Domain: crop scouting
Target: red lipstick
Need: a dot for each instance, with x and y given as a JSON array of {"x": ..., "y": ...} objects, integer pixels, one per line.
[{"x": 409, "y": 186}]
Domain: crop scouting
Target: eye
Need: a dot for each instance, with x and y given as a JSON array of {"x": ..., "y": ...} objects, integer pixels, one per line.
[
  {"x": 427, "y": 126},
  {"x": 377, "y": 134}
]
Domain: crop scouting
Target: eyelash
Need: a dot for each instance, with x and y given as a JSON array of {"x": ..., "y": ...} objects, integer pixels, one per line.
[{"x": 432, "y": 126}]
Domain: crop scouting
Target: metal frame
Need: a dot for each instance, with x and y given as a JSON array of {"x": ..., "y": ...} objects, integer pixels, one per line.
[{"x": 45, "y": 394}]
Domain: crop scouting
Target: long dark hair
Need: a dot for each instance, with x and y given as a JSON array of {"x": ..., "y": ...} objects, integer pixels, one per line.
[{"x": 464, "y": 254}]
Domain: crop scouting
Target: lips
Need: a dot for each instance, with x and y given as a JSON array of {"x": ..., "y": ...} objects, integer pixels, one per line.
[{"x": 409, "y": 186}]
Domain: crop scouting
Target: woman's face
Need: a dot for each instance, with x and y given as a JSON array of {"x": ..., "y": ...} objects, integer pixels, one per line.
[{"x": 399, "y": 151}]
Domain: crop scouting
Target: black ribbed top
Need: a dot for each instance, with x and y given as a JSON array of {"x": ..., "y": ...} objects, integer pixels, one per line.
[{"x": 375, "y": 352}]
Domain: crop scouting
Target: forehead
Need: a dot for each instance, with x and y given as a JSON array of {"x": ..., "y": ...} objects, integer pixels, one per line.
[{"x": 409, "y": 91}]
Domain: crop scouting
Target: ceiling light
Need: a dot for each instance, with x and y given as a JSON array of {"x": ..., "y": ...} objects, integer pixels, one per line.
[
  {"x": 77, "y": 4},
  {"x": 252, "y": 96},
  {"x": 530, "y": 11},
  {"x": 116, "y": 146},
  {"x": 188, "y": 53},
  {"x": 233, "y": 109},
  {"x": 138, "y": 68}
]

→ **TASK INSTRUCTIONS**
Above are some records; extract every one of them exactly.

→ **COMPLETE OUTPUT**
Domain: crop scouting
Target: red lipstick
Need: a dot for each instance, with x and y given as a JSON array of {"x": ..., "y": ...} objects, integer pixels, one per line.
[{"x": 409, "y": 186}]
Domain: crop scouting
Target: eye
Need: a dot for each instance, with x and y given as a JSON array of {"x": ..., "y": ...} objects, integer pixels, one per line.
[
  {"x": 427, "y": 126},
  {"x": 377, "y": 134}
]
Domain: crop scouting
Target: eyelash
Need: a dot for each instance, with x and y given as a JSON array of {"x": ..., "y": ...} objects, integer pixels, one per line.
[{"x": 432, "y": 126}]
Domain: crop scouting
Target: metal frame
Need: a dot for each instance, with x and y given as a JSON array of {"x": ..., "y": ...} objects, integer pixels, one per line.
[{"x": 45, "y": 394}]
Domain: crop scouting
Target: long dark hair
Need: a dot for each instance, with x and y given as a JSON array of {"x": ..., "y": ...} objects, integer pixels, one per line.
[{"x": 464, "y": 254}]
Domain: crop scouting
Target: lips
Need: a dot for each instance, with x and y given as a JSON array of {"x": ..., "y": ...} objects, integer pixels, one per line.
[{"x": 409, "y": 186}]
Domain: crop scouting
Target: woman's face
Need: a dot for each instance, with x and y given as a JSON array of {"x": ..., "y": ...} objects, integer pixels, one per line.
[{"x": 399, "y": 151}]
Domain: crop scouting
Target: black ribbed top
Need: a dot for each instance, with x and y given as a JSON array of {"x": ..., "y": ...} objects, integer pixels, one per line.
[{"x": 375, "y": 352}]
Domain: crop scouting
Target: forehead
Need: a dot for each instance, with x and y given as a JSON array of {"x": ..., "y": ...} objects, integer pixels, one per line.
[{"x": 409, "y": 91}]
Domain: crop scouting
Target: ceiling light
Need: a dot for each instance, with x and y given as a JSON array of {"x": ..., "y": ...} objects, integer pixels, one per line.
[
  {"x": 77, "y": 4},
  {"x": 252, "y": 96},
  {"x": 530, "y": 11},
  {"x": 116, "y": 146},
  {"x": 188, "y": 53},
  {"x": 233, "y": 109},
  {"x": 138, "y": 68}
]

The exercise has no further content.